What you are asked to do
Can you put every line of the records below into a JSON list of strings, one string per line, with any blank lines left out?

═══

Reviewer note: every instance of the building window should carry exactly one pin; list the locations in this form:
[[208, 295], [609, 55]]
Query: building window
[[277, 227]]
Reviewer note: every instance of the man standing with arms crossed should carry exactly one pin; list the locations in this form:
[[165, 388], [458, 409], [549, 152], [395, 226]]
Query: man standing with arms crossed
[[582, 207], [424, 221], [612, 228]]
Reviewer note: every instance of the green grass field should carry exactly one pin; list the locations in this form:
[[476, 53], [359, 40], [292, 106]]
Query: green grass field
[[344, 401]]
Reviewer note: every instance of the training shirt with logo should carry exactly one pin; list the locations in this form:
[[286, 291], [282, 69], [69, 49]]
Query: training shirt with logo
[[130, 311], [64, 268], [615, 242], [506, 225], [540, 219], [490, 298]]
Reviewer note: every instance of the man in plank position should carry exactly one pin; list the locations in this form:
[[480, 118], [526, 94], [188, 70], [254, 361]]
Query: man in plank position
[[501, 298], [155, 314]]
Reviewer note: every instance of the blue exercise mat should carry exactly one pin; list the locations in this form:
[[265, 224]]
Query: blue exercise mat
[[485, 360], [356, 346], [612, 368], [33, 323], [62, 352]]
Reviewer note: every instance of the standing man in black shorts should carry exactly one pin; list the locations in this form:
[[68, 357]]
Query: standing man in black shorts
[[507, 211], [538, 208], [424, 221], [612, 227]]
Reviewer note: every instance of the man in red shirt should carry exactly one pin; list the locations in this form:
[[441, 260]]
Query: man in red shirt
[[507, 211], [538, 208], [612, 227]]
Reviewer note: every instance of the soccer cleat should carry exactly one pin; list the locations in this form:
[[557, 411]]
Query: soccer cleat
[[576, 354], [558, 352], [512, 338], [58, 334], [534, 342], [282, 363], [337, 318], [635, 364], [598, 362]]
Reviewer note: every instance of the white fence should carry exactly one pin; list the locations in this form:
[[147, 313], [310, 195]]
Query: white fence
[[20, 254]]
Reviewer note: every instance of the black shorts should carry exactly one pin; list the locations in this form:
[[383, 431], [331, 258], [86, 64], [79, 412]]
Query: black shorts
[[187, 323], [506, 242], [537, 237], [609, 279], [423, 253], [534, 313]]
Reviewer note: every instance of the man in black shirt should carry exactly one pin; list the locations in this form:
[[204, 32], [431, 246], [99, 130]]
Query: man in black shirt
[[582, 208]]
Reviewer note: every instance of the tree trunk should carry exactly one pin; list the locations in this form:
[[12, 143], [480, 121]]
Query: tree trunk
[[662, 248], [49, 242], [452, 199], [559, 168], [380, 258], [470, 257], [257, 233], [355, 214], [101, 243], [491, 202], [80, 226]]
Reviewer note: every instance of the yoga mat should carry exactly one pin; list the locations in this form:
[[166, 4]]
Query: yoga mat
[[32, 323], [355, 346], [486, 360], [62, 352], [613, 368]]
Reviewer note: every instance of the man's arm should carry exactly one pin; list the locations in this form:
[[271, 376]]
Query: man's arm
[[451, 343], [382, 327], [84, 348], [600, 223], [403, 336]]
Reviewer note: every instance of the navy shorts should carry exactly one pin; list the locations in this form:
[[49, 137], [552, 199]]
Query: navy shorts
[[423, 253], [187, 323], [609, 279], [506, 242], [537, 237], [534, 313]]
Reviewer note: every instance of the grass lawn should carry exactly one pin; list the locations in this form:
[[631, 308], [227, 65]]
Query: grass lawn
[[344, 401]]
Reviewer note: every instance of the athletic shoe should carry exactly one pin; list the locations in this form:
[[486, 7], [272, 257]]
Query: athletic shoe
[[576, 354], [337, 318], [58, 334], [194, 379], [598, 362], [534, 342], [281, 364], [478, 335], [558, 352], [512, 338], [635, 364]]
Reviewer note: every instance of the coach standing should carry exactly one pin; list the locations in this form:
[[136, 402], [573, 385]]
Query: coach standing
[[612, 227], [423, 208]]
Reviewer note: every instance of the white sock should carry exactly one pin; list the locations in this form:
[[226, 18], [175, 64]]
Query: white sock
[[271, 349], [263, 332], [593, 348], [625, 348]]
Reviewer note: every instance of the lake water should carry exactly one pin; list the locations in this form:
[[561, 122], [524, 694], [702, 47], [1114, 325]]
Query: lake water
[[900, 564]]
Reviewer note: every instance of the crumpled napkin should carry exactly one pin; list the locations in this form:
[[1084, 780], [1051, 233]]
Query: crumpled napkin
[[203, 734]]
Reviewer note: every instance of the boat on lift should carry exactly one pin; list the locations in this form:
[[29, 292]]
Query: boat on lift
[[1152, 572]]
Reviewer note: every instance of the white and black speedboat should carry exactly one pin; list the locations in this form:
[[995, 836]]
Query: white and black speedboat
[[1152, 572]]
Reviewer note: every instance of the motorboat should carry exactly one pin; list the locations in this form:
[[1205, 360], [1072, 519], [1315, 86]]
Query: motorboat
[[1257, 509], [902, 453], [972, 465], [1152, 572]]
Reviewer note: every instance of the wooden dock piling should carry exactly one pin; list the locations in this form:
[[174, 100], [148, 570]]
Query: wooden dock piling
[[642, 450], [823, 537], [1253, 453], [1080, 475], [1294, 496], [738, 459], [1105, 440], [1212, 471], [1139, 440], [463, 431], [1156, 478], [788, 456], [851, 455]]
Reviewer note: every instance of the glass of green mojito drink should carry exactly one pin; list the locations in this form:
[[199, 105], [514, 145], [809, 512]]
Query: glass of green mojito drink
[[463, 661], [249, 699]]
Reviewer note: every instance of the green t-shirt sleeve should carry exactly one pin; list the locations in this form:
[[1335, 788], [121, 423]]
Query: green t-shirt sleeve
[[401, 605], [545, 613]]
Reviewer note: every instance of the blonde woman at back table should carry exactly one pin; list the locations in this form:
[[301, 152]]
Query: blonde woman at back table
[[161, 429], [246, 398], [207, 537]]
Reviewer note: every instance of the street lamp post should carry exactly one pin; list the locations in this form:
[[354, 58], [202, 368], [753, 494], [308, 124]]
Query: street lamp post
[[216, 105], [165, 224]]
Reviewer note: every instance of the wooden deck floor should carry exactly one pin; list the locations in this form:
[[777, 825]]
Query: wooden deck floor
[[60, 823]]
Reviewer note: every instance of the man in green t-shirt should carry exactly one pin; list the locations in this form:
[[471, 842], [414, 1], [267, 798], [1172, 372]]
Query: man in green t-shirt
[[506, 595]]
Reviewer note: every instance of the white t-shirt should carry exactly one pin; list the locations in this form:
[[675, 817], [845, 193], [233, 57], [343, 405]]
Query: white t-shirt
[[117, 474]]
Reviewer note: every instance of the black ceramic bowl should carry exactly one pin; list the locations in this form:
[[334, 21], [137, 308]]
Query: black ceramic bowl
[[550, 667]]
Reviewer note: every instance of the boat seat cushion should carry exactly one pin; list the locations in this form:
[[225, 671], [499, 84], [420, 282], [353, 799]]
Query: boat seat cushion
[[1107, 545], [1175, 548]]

═══

Written response
[
  "Reviewer note: every instance of the building window should carry exactly one pin; list the locations in this form:",
  "[[208, 295], [609, 55]]",
  "Query: building window",
  "[[277, 227]]",
  "Reviewer note: every instance of the man standing with arms crossed should carry exactly one pin; list the locations in this form:",
  "[[165, 388], [458, 409], [549, 152], [395, 226]]",
  "Query: man standing with arms crossed",
  "[[582, 207], [424, 221], [612, 228]]",
  "Reviewer note: every instance of the green grass field should carry exactly one pin; list the locations in this form:",
  "[[476, 53], [359, 40], [292, 106]]",
  "Query: green grass field",
  "[[344, 401]]",
  "Reviewer note: every instance of the training shirt with logo should carry exactly one pin; list the locations in this form:",
  "[[286, 291], [282, 69], [69, 49]]",
  "Query: training shirt with logo",
  "[[130, 311], [64, 268], [615, 242], [506, 225], [540, 219], [490, 298]]",
  "Reviewer note: every instance of the man in plank position should carry exactly one pin; list the locations in this form:",
  "[[480, 118], [526, 94], [188, 70], [254, 361]]",
  "Query: man in plank position",
  "[[501, 298], [155, 314]]",
  "Reviewer note: every instance of the blue exercise mat should carry exactly one pin; list the locations in this form:",
  "[[265, 224]]",
  "Query: blue exercise mat",
  "[[485, 360], [356, 346], [612, 368], [33, 323], [62, 352]]",
  "Reviewer note: every instance of the standing man in black shorts should carry exactly one pin; list the locations in this form:",
  "[[68, 357]]",
  "Query: standing man in black shorts",
  "[[507, 211], [538, 208], [424, 221], [612, 227]]",
  "Reviewer note: every instance of the man in red shirt should carry exactly one pin; list the locations in this form:",
  "[[441, 260]]",
  "Query: man in red shirt",
  "[[507, 211], [538, 208], [612, 227]]",
  "Reviewer note: every instance of the soccer cleat should carry exactly one pin; list the locations in this form:",
  "[[557, 411]]",
  "Query: soccer cleat",
  "[[576, 354], [558, 352], [512, 338], [58, 334], [534, 342], [282, 363], [337, 318], [635, 364], [598, 362]]",
  "Reviewer note: every instance of the white fence should carry exactly one pin; list the locations in this form:",
  "[[147, 313], [310, 195]]",
  "Query: white fence",
  "[[20, 254]]",
  "Reviewer note: every instance of the black shorts should carry exactly one pin; list the locations in this form:",
  "[[383, 431], [331, 258], [86, 64], [79, 412]]",
  "Query: black shorts",
  "[[187, 323], [506, 242], [537, 237], [609, 279], [423, 253], [534, 313]]",
  "Reviewer note: every instance of the man in black shirt should carry exactly one pin; list the locations in this form:",
  "[[204, 32], [431, 246], [99, 130]]",
  "Query: man in black shirt",
  "[[582, 208]]",
  "Reviewer note: every instance of the tree trunk should carry exactly one pin; list the locations in this form:",
  "[[12, 143], [480, 121]]",
  "Query: tree trunk",
  "[[662, 248], [49, 242], [452, 199], [559, 168], [380, 258], [470, 257], [257, 233], [355, 214], [101, 243], [491, 202], [80, 226]]",
  "Reviewer note: every instance of the yoga mat should carry exactly one pin; list the locations in this form:",
  "[[166, 4]]",
  "Query: yoga mat",
  "[[32, 323], [355, 346], [486, 360], [62, 352], [613, 368]]",
  "Reviewer note: every instance of the man's arm should carry exactly one pin; list the locations in this form:",
  "[[271, 376]]",
  "Query: man's arm",
  "[[451, 343], [382, 327], [84, 348], [600, 223], [403, 336]]",
  "Reviewer note: every instance of the navy shorts should carry exactly one pin; list the locations in this form:",
  "[[49, 137], [552, 199]]",
  "Query: navy shorts",
  "[[423, 253], [187, 323], [609, 279], [506, 242], [537, 237], [534, 313]]",
  "Reviewer note: every instance of the grass lawn should carry exactly one pin; list the locations in this form:",
  "[[631, 308], [227, 65]]",
  "Query: grass lawn",
  "[[344, 401]]",
  "Reviewer note: every instance of the athletic shoe should carry exactly one pin; list the locations in this form:",
  "[[486, 7], [272, 257]]",
  "Query: athletic shoe",
  "[[576, 354], [337, 318], [58, 334], [194, 379], [598, 362], [534, 342], [281, 364], [478, 335], [558, 352], [512, 338], [635, 364]]",
  "Reviewer note: every instance of the coach standing should carry exactly one pin; list the locations in this form:",
  "[[136, 402], [573, 385]]",
  "Query: coach standing",
  "[[612, 227], [423, 208]]",
  "Reviewer note: every instance of the white sock should carry exactly one pin; list the locations in this form:",
  "[[226, 18], [175, 64]]",
  "Query: white sock",
  "[[271, 349], [263, 332], [593, 348], [625, 348]]",
  "Reviewer note: every instance of the lake water should carry exactly one pin; list the locations in this form:",
  "[[561, 122], [524, 694], [702, 47], [1114, 325]]",
  "Query: lake water",
  "[[900, 564]]",
  "Reviewer note: every instance of the crumpled napkin should carry exactly one pin; list the locations in this form:",
  "[[1084, 780], [1051, 233]]",
  "Query: crumpled napkin",
  "[[203, 734]]",
  "Reviewer note: every instance of the boat on lift should carry exactly one pin; list the locations in this form:",
  "[[29, 292]]",
  "Query: boat on lift",
  "[[1152, 572]]",
  "Reviewer note: every instance of the white and black speedboat should carry exactly one pin; list the locations in this form:",
  "[[995, 836]]",
  "Query: white and black speedboat",
  "[[1152, 572]]",
  "Reviewer note: every instance of the motorboat should carry exactly one pin; list the locations in this form:",
  "[[1205, 360], [1072, 519], [1315, 86]]",
  "Query: motorboat",
  "[[1257, 509], [902, 453], [972, 465], [1152, 572]]",
  "Reviewer note: every instance of the wooden dock piling should carry exactly one pin; list the locations in this form:",
  "[[174, 100], [148, 570]]",
  "Query: wooden dock piling",
  "[[642, 450], [823, 537], [1253, 453], [1080, 475], [1294, 496], [738, 459], [1105, 440], [1212, 471], [1139, 440], [463, 431], [1156, 478], [788, 456], [851, 455]]",
  "Reviewer note: every instance of the glass of green mojito drink should carry exactly one pin; list the locations in this form:",
  "[[199, 105], [514, 145], [809, 512]]",
  "Query: glass of green mojito drink",
  "[[463, 661], [249, 699]]",
  "Reviewer note: every instance of the green t-shirt sleeve should carry exactly one pin; list the locations in this form:",
  "[[1335, 788], [121, 423]]",
  "Query: green t-shirt sleeve",
  "[[401, 605], [545, 613]]",
  "Reviewer note: every instance of the blonde woman at back table should carry exactly one pin; list the locations in this form:",
  "[[301, 152]]",
  "Query: blonde woman at back table",
  "[[161, 429], [246, 398], [207, 537]]",
  "Reviewer note: every instance of the street lamp post should carry exactly one pin; list the locations in this form:",
  "[[354, 58], [202, 368], [753, 494], [308, 124]]",
  "Query: street lamp post",
  "[[216, 105], [165, 224]]",
  "Reviewer note: every instance of the wooden deck floor should carry exactly one pin; list the locations in this form:",
  "[[777, 825]]",
  "Query: wooden deck floor",
  "[[60, 823]]",
  "Reviewer note: every instance of the man in green t-shirt should carry exactly one pin; list the locations in this form:",
  "[[471, 842], [414, 1], [267, 798], [1172, 372]]",
  "Query: man in green t-shirt",
  "[[506, 595]]",
  "Reviewer note: every instance of the white t-shirt should carry exactly one pin; list the locations in this form:",
  "[[675, 817], [845, 193], [233, 57], [343, 405]]",
  "Query: white t-shirt",
  "[[117, 474]]",
  "Reviewer note: every instance of the black ceramic bowl should carry exactly one pin; list the locations in this form:",
  "[[334, 21], [137, 308]]",
  "Query: black ceramic bowl",
  "[[550, 667]]",
  "Reviewer note: every instance of the boat seat cushion should carry exactly one pin; list the locations in this form:",
  "[[225, 671], [499, 84], [420, 282], [353, 799]]",
  "Query: boat seat cushion",
  "[[1107, 545], [1175, 548]]"
]